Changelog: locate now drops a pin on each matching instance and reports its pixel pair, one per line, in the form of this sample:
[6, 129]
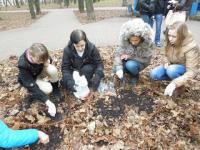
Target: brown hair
[182, 32]
[39, 51]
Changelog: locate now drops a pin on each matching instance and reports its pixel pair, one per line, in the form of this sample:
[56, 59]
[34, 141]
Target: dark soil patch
[114, 107]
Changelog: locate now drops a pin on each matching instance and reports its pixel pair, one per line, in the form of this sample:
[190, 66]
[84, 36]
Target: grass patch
[196, 17]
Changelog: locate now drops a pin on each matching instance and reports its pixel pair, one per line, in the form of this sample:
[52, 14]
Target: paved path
[54, 29]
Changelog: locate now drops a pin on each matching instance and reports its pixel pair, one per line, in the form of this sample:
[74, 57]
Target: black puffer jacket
[71, 61]
[27, 77]
[146, 7]
[160, 6]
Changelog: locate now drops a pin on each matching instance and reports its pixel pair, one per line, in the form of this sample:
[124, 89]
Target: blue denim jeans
[158, 21]
[148, 19]
[172, 72]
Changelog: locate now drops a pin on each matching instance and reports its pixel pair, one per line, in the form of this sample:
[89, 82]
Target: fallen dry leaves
[137, 118]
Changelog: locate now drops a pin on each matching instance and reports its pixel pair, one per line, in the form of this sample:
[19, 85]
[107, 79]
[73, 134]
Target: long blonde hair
[182, 32]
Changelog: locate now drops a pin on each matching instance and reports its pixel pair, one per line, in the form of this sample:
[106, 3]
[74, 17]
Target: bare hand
[124, 57]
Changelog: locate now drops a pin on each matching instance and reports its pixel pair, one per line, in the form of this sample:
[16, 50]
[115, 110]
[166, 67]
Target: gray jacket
[142, 52]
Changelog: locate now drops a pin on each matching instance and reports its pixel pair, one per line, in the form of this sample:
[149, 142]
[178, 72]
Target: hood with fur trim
[135, 27]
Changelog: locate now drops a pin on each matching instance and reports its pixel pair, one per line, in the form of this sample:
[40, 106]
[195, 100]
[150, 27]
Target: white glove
[170, 89]
[51, 108]
[166, 65]
[43, 137]
[119, 73]
[173, 2]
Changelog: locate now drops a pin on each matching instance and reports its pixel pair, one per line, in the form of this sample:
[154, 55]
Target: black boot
[56, 90]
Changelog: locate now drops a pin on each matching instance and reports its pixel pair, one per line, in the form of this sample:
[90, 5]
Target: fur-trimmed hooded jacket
[142, 52]
[189, 56]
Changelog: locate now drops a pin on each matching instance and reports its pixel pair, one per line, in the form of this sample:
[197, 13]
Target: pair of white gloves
[43, 137]
[171, 87]
[120, 74]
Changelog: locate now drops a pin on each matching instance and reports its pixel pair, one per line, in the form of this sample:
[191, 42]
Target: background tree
[124, 2]
[31, 8]
[90, 9]
[81, 6]
[37, 7]
[66, 3]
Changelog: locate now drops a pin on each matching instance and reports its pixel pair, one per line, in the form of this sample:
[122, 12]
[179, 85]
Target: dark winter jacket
[146, 7]
[10, 138]
[72, 61]
[183, 5]
[28, 73]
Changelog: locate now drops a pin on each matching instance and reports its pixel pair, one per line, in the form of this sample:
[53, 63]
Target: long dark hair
[77, 35]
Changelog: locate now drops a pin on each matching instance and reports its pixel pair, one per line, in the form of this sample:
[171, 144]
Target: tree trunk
[17, 3]
[124, 3]
[21, 2]
[37, 7]
[31, 8]
[90, 9]
[66, 3]
[81, 6]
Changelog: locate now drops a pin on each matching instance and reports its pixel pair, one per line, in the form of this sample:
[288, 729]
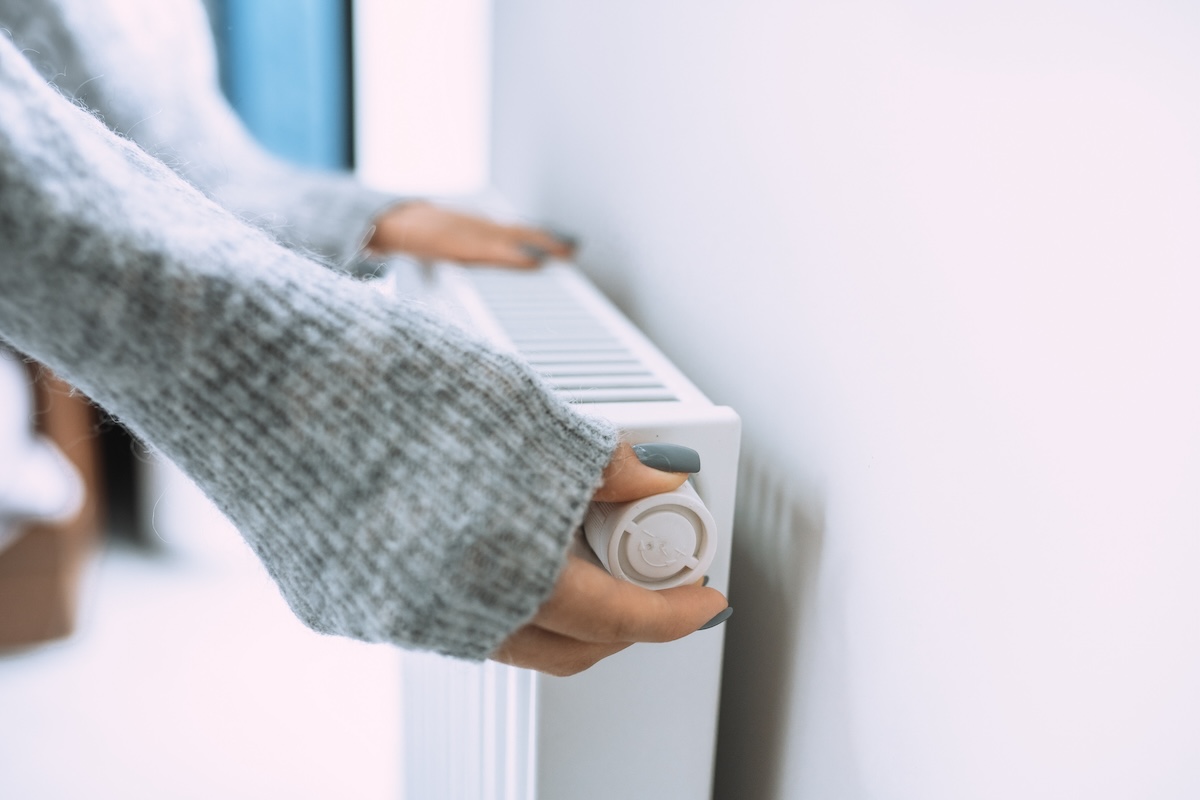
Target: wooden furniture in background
[41, 572]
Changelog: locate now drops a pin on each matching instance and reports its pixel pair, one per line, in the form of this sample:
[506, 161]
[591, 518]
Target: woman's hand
[430, 232]
[592, 614]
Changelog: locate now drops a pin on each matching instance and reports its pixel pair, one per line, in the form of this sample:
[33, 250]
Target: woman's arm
[148, 70]
[400, 480]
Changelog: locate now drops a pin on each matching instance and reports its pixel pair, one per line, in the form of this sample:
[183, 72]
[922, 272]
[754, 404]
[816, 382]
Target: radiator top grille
[558, 332]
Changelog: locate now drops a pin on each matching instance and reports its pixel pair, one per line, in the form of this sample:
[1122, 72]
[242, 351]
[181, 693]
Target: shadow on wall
[779, 567]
· · · ·
Pull out every line in the records above that contains the string "jacket", matching case exactly.

- TASK OUTPUT:
Target: black puffer jacket
Target: gray jacket
Target: fur-trimmed hooded jacket
Target: dark winter jacket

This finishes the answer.